◆ Exercise objective:
Give the lines of the data below, from the line holding "Where can you see the red" through the last line, both ends included, as a JSON list of strings with one string per line and blank lines left out.

◆ Records for the task:
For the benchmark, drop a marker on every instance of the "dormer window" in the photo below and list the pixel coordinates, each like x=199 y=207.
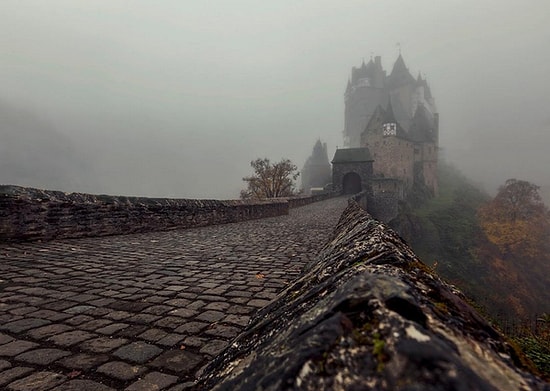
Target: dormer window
x=389 y=129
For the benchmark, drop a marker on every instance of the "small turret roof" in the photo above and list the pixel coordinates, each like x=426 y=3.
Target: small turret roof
x=422 y=125
x=400 y=73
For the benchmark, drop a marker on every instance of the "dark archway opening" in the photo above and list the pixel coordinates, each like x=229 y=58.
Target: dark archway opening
x=351 y=184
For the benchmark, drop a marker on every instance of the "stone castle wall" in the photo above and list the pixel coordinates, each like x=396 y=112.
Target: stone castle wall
x=28 y=214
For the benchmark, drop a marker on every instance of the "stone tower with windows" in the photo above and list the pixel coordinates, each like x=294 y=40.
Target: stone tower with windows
x=394 y=116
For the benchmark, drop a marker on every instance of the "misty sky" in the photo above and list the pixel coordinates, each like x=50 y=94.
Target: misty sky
x=175 y=97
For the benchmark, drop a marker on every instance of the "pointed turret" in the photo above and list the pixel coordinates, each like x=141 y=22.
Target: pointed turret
x=389 y=116
x=400 y=73
x=422 y=126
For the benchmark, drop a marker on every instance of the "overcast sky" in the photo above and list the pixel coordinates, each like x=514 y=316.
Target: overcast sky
x=175 y=97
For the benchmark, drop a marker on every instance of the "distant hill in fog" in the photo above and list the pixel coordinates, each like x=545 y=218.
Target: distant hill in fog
x=33 y=153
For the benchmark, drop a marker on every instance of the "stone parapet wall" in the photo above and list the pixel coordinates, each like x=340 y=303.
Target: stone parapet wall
x=296 y=202
x=368 y=315
x=28 y=214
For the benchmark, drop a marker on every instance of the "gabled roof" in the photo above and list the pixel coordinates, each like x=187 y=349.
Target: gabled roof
x=352 y=155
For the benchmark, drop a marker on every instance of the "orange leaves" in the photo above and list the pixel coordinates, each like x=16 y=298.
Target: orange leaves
x=516 y=221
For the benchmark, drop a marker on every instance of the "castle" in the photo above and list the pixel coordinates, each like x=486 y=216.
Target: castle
x=391 y=134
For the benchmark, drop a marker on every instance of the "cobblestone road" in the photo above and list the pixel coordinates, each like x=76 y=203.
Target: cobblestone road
x=146 y=311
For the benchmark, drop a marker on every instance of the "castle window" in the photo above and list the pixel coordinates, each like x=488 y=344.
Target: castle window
x=389 y=129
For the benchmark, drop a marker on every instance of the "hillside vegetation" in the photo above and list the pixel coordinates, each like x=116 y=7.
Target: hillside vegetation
x=495 y=250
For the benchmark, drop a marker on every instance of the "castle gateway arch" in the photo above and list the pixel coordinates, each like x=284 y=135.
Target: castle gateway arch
x=351 y=183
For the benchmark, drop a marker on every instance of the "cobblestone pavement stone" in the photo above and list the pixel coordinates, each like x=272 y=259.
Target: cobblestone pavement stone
x=146 y=311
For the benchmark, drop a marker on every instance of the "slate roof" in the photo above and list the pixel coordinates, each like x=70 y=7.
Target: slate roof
x=352 y=155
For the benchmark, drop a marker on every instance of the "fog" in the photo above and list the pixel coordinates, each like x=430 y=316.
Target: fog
x=175 y=98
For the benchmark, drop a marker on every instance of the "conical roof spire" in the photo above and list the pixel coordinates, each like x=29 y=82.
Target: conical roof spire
x=389 y=116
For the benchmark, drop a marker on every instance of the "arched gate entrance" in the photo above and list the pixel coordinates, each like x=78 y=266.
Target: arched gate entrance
x=351 y=183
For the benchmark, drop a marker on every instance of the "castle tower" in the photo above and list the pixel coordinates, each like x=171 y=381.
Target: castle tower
x=317 y=170
x=364 y=91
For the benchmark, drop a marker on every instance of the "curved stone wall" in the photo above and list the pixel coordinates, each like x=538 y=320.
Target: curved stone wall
x=33 y=214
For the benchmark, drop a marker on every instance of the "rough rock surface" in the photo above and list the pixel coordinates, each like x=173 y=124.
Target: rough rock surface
x=368 y=315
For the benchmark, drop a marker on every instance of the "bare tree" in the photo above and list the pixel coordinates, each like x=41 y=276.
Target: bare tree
x=270 y=180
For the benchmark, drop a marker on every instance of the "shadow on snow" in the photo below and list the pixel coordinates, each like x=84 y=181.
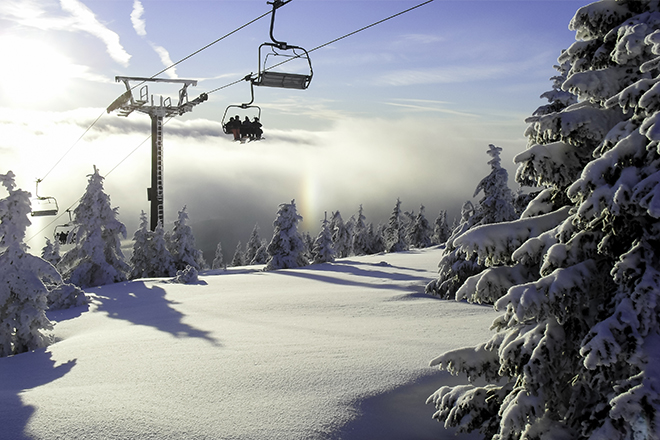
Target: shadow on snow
x=402 y=414
x=371 y=278
x=140 y=304
x=20 y=373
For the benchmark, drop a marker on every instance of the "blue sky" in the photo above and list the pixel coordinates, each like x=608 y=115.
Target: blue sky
x=404 y=109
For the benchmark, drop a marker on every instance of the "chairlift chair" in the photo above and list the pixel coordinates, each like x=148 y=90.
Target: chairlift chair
x=287 y=80
x=244 y=106
x=43 y=205
x=65 y=233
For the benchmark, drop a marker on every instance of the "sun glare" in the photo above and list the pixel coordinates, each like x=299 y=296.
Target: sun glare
x=33 y=72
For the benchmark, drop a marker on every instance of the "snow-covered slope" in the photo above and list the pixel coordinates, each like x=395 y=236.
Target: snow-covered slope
x=332 y=351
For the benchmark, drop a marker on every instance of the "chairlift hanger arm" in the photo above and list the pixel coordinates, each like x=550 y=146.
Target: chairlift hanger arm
x=277 y=4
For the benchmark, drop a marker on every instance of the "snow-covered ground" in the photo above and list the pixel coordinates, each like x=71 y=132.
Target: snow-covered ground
x=332 y=351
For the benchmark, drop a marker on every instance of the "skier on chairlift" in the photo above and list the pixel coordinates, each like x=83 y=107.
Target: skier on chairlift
x=256 y=129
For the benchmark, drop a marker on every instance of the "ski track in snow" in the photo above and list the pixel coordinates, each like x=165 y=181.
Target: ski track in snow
x=332 y=351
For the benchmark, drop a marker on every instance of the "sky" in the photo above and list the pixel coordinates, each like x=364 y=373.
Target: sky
x=405 y=109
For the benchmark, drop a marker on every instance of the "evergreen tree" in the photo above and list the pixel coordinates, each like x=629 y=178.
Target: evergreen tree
x=162 y=262
x=341 y=237
x=323 y=250
x=419 y=235
x=495 y=206
x=575 y=350
x=286 y=248
x=23 y=294
x=252 y=246
x=141 y=258
x=96 y=258
x=261 y=257
x=309 y=245
x=51 y=252
x=361 y=238
x=219 y=260
x=376 y=238
x=497 y=202
x=150 y=258
x=239 y=257
x=181 y=244
x=440 y=228
x=395 y=233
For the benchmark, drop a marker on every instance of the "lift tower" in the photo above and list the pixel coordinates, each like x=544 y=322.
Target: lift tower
x=157 y=110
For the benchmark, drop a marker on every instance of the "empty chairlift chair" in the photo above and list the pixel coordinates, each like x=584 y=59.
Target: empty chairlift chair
x=43 y=205
x=268 y=77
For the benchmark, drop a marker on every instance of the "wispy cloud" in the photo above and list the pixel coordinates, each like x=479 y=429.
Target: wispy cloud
x=424 y=105
x=485 y=69
x=80 y=19
x=139 y=24
x=86 y=21
x=164 y=56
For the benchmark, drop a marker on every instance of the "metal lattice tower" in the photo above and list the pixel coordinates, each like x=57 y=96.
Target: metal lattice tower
x=127 y=104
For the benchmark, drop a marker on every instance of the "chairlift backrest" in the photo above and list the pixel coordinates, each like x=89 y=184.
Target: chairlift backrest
x=43 y=206
x=287 y=80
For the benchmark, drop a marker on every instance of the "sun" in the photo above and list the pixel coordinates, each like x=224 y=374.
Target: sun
x=33 y=73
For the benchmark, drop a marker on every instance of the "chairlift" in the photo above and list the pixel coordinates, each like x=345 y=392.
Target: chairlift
x=287 y=80
x=65 y=233
x=43 y=205
x=241 y=112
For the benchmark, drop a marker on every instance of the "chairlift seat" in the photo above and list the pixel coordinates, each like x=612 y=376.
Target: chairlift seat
x=44 y=206
x=44 y=212
x=283 y=80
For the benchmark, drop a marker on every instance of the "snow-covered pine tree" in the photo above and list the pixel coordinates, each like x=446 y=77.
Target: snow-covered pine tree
x=495 y=206
x=141 y=258
x=162 y=262
x=96 y=258
x=440 y=228
x=575 y=354
x=261 y=257
x=395 y=233
x=252 y=246
x=323 y=250
x=239 y=256
x=286 y=249
x=23 y=295
x=219 y=260
x=51 y=252
x=419 y=235
x=361 y=237
x=341 y=237
x=497 y=202
x=181 y=244
x=150 y=258
x=309 y=245
x=377 y=238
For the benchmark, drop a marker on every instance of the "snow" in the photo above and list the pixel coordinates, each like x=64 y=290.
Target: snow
x=332 y=351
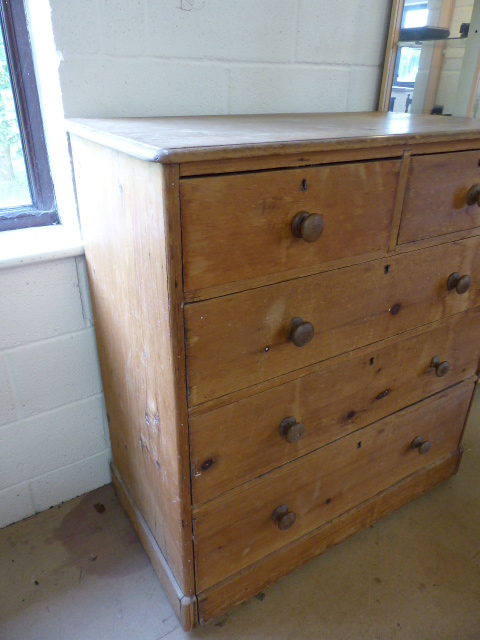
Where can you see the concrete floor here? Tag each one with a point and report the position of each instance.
(78, 572)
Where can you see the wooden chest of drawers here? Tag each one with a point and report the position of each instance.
(287, 312)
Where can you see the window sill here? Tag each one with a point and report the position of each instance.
(26, 246)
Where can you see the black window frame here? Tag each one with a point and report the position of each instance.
(43, 210)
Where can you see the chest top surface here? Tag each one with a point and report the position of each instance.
(186, 139)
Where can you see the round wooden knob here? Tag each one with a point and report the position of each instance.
(441, 368)
(302, 332)
(308, 226)
(292, 430)
(283, 517)
(473, 195)
(422, 445)
(461, 284)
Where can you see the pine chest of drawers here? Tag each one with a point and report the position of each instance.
(287, 311)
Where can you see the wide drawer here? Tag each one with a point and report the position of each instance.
(436, 195)
(238, 442)
(239, 340)
(238, 227)
(237, 529)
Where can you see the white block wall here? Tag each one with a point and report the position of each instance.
(146, 58)
(53, 435)
(193, 57)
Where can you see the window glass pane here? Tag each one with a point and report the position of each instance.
(408, 66)
(416, 18)
(14, 189)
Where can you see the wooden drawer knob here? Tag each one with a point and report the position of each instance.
(473, 195)
(441, 368)
(283, 517)
(460, 283)
(292, 430)
(422, 445)
(308, 226)
(302, 332)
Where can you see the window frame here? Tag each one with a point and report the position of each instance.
(43, 210)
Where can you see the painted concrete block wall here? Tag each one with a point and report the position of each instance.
(53, 436)
(144, 58)
(194, 57)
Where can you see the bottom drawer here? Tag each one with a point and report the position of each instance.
(237, 529)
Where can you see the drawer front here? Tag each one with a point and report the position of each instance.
(436, 195)
(237, 530)
(239, 340)
(238, 227)
(243, 440)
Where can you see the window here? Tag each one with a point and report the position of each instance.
(406, 67)
(27, 197)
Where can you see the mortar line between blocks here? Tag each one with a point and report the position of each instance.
(11, 383)
(295, 35)
(71, 464)
(47, 412)
(59, 336)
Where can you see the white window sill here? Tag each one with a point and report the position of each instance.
(35, 245)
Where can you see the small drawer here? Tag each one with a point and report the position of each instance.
(238, 227)
(238, 528)
(440, 195)
(237, 341)
(241, 441)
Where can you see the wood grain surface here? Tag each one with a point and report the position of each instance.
(247, 583)
(132, 248)
(239, 340)
(435, 195)
(240, 226)
(240, 441)
(187, 139)
(237, 530)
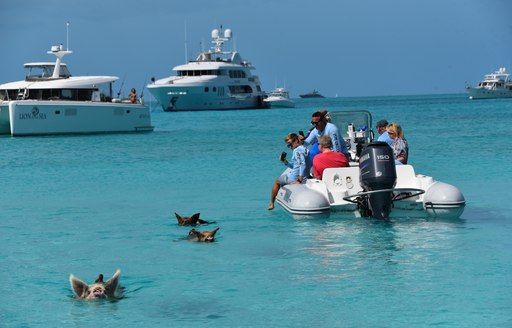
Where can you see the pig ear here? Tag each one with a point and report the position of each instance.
(111, 284)
(79, 287)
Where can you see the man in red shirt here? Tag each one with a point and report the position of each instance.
(327, 158)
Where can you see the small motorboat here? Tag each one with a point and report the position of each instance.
(280, 97)
(312, 94)
(373, 186)
(495, 85)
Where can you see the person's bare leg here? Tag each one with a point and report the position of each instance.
(273, 195)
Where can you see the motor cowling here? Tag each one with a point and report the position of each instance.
(377, 172)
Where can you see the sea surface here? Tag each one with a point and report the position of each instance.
(91, 204)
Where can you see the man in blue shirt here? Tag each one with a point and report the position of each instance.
(381, 128)
(322, 126)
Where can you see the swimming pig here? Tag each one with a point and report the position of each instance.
(193, 220)
(98, 289)
(202, 236)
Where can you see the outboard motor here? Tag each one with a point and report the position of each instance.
(377, 172)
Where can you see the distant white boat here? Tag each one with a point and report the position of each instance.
(217, 79)
(312, 94)
(52, 101)
(280, 97)
(495, 85)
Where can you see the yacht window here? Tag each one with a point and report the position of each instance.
(67, 94)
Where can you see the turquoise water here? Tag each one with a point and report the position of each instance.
(91, 204)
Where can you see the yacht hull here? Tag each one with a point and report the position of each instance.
(195, 99)
(34, 117)
(483, 93)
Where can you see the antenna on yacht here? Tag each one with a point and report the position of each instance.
(186, 59)
(219, 39)
(59, 52)
(67, 35)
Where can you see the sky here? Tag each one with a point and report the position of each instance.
(348, 48)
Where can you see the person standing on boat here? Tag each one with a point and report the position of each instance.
(322, 126)
(400, 146)
(298, 169)
(327, 158)
(381, 128)
(133, 96)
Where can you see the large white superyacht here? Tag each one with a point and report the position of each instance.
(216, 80)
(52, 101)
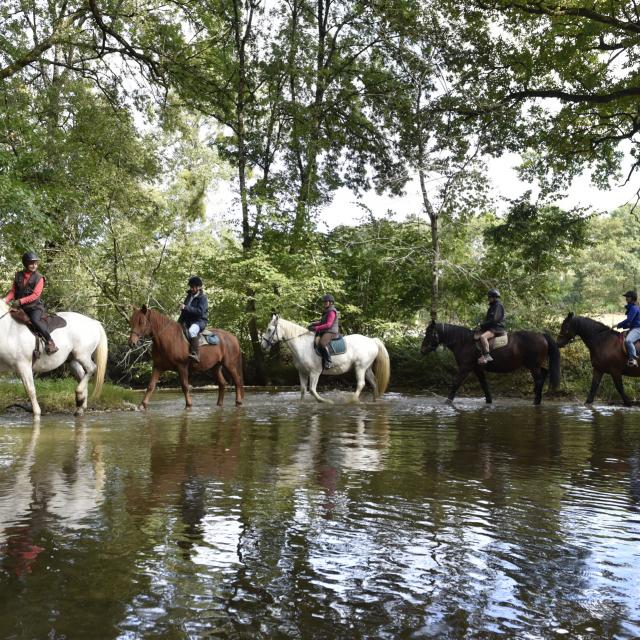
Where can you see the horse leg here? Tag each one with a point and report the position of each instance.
(460, 378)
(538, 383)
(237, 381)
(314, 376)
(371, 379)
(82, 376)
(183, 374)
(26, 375)
(304, 378)
(617, 381)
(595, 383)
(482, 379)
(222, 383)
(155, 376)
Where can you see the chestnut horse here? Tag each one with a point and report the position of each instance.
(606, 349)
(528, 349)
(170, 352)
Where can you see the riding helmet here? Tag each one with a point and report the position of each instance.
(29, 257)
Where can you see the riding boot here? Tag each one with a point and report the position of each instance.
(326, 358)
(193, 348)
(50, 348)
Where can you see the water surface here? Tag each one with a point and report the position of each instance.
(400, 519)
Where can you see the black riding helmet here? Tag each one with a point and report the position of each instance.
(28, 257)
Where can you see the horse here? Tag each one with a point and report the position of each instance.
(170, 352)
(362, 352)
(606, 350)
(528, 349)
(77, 342)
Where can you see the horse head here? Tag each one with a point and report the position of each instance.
(431, 338)
(567, 331)
(270, 335)
(140, 324)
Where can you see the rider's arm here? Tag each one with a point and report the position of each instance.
(331, 316)
(37, 292)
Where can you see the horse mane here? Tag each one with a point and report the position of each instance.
(455, 332)
(290, 329)
(589, 326)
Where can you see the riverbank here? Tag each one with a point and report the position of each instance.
(57, 395)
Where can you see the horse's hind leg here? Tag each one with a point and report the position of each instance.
(538, 383)
(360, 374)
(222, 383)
(82, 376)
(482, 379)
(617, 380)
(26, 375)
(595, 383)
(155, 376)
(313, 382)
(371, 379)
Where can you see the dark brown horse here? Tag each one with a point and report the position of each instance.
(605, 348)
(170, 352)
(526, 349)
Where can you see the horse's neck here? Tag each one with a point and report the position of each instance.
(453, 336)
(591, 331)
(289, 331)
(163, 328)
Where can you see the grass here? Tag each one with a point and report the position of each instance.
(58, 395)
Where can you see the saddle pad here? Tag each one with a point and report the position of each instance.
(336, 347)
(499, 341)
(208, 337)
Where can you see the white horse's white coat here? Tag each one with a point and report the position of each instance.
(362, 353)
(76, 342)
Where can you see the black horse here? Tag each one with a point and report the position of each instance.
(606, 349)
(528, 349)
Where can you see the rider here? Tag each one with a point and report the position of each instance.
(631, 322)
(492, 326)
(326, 329)
(25, 293)
(193, 314)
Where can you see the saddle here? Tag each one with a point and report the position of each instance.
(206, 337)
(497, 342)
(337, 346)
(51, 320)
(623, 344)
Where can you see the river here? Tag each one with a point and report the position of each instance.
(404, 518)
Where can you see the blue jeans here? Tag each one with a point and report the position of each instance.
(632, 336)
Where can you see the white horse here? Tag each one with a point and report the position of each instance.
(361, 353)
(76, 342)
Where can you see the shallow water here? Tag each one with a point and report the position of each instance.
(400, 519)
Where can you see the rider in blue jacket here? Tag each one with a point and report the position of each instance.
(631, 322)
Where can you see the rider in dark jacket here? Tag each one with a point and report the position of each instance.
(194, 314)
(631, 322)
(25, 293)
(326, 329)
(492, 326)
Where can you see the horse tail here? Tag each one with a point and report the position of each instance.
(101, 352)
(554, 361)
(382, 367)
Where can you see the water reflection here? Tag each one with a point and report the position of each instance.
(396, 519)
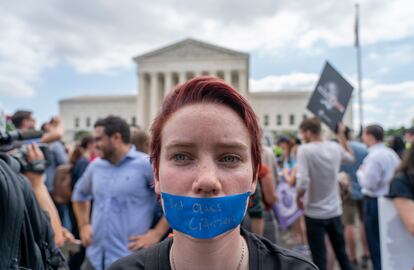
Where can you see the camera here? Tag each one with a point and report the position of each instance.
(13, 150)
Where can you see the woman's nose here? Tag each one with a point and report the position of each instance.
(207, 182)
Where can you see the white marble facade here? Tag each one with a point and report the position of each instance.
(161, 70)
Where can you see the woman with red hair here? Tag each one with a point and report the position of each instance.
(205, 151)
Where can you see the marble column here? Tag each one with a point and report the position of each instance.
(243, 82)
(168, 83)
(197, 73)
(154, 97)
(182, 77)
(227, 76)
(142, 112)
(212, 73)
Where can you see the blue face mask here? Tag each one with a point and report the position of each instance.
(204, 218)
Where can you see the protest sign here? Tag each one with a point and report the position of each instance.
(330, 97)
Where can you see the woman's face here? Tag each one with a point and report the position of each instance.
(205, 152)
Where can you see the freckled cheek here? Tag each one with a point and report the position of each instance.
(175, 180)
(237, 181)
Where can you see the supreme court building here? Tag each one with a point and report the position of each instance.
(279, 111)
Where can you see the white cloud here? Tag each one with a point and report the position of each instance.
(100, 36)
(388, 104)
(15, 88)
(293, 81)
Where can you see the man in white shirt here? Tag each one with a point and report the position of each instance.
(374, 176)
(318, 191)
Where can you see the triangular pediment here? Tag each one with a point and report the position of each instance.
(189, 48)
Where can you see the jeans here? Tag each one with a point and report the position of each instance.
(316, 229)
(372, 230)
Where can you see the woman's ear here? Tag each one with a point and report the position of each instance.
(254, 181)
(157, 187)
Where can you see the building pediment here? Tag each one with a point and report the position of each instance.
(191, 49)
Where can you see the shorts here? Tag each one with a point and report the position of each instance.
(351, 209)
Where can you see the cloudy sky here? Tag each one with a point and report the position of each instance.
(53, 49)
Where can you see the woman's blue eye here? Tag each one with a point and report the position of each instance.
(230, 158)
(180, 157)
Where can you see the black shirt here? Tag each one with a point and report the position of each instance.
(401, 187)
(262, 255)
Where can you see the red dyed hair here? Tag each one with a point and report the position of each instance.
(202, 90)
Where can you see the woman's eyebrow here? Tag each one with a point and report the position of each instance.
(232, 145)
(179, 144)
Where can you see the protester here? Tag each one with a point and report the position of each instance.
(43, 197)
(409, 137)
(140, 139)
(121, 186)
(353, 203)
(268, 182)
(79, 161)
(397, 144)
(28, 239)
(402, 190)
(317, 180)
(24, 120)
(205, 149)
(58, 156)
(289, 171)
(374, 176)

◆ Response to the exercise:
[
  "Where can you see the red dyed hair here? Tag each one with a point and report the position of each instance.",
  "(202, 90)",
  "Where can you see the woman's eyebrow here? Tag each one with a point and report the position of each instance.",
  "(232, 145)",
  "(179, 144)",
  "Where can you see the protester here? Tag each one with a point and report the position of each instance.",
  "(43, 197)",
  "(409, 137)",
  "(140, 139)",
  "(121, 186)",
  "(353, 203)",
  "(268, 182)",
  "(79, 161)",
  "(397, 144)",
  "(28, 239)",
  "(402, 190)",
  "(317, 180)",
  "(24, 120)",
  "(205, 149)",
  "(58, 156)",
  "(289, 171)",
  "(374, 176)"
]